## THE EXERCISE
Copy out all the entries below, requests included, multiplying each x and y coordinate in the answers by 1.1 and rounding to the nearest whole number, with halves rounded up. Leave the coordinates in the requests' format samples unchanged, and omit the pictures.

## GIVEN DATA
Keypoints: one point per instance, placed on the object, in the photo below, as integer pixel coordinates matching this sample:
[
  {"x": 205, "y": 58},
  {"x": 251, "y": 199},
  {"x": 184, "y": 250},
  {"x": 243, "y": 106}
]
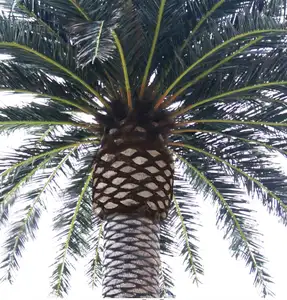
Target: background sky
[{"x": 225, "y": 278}]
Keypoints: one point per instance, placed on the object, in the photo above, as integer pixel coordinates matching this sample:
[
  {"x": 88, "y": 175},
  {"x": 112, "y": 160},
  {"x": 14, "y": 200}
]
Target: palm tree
[{"x": 122, "y": 90}]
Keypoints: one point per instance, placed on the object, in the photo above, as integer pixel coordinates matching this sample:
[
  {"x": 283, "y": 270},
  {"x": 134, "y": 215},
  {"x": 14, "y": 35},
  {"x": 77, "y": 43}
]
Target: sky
[{"x": 224, "y": 278}]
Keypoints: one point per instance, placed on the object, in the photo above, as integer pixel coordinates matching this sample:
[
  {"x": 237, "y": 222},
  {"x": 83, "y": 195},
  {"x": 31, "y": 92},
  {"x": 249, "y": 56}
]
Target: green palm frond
[
  {"x": 94, "y": 267},
  {"x": 234, "y": 215},
  {"x": 74, "y": 223},
  {"x": 184, "y": 218},
  {"x": 216, "y": 69}
]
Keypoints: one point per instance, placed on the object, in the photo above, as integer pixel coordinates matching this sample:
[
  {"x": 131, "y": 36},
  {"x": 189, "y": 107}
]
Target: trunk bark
[{"x": 131, "y": 256}]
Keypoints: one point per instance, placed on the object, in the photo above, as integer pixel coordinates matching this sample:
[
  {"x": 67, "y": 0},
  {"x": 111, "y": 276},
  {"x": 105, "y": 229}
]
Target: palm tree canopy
[{"x": 211, "y": 74}]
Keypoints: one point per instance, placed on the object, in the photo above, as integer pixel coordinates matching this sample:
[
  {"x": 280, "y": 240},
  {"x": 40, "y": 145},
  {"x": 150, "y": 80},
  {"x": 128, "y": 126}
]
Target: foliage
[{"x": 216, "y": 68}]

## EXPECTED ANSWER
Keypoints: one point per instance, placed on the object, in the photo below, as integer pixel coordinates matching this sample:
[
  {"x": 205, "y": 58},
  {"x": 251, "y": 199},
  {"x": 184, "y": 250},
  {"x": 243, "y": 106}
]
Target: background sky
[{"x": 248, "y": 306}]
Keypoints: one point per instance, placed on the object, in the photo above, as integer pixel coordinates matching this sample:
[
  {"x": 88, "y": 175},
  {"x": 112, "y": 160},
  {"x": 14, "y": 200}
]
Target: palm tree
[{"x": 134, "y": 99}]
Keypoints: one point per instance, placed on the object, in the photo above, as integer pixel coordinates matching this sample:
[
  {"x": 283, "y": 270},
  {"x": 134, "y": 215},
  {"x": 14, "y": 35},
  {"x": 77, "y": 43}
]
Target: sky
[{"x": 246, "y": 306}]
Keypoints: one point per instance, placed on the object, in the photo above, as integer pixel coordinates matching this sample:
[
  {"x": 237, "y": 222},
  {"x": 83, "y": 195},
  {"x": 31, "y": 92},
  {"x": 249, "y": 56}
]
Target: green palm frond
[
  {"x": 103, "y": 294},
  {"x": 257, "y": 237},
  {"x": 81, "y": 245},
  {"x": 202, "y": 240},
  {"x": 238, "y": 76}
]
Keypoints: one point per instance, placed on the object, in the photo above, as integer pixel coordinates matching this sample:
[
  {"x": 131, "y": 36},
  {"x": 189, "y": 107}
]
Target: trunk bark
[{"x": 144, "y": 282}]
Keypoints: one point per instance, placed on the object, in the photo above, as integer pixel coordinates matching this sample:
[
  {"x": 67, "y": 0},
  {"x": 111, "y": 276},
  {"x": 105, "y": 229}
]
Target: palm tree canopy
[{"x": 232, "y": 81}]
Keypoints: one point per instance, placed on the object, in the photo above, as integer pixel coordinates matching this sample:
[
  {"x": 280, "y": 240},
  {"x": 40, "y": 145},
  {"x": 150, "y": 80},
  {"x": 128, "y": 126}
]
Target: foliage
[{"x": 238, "y": 75}]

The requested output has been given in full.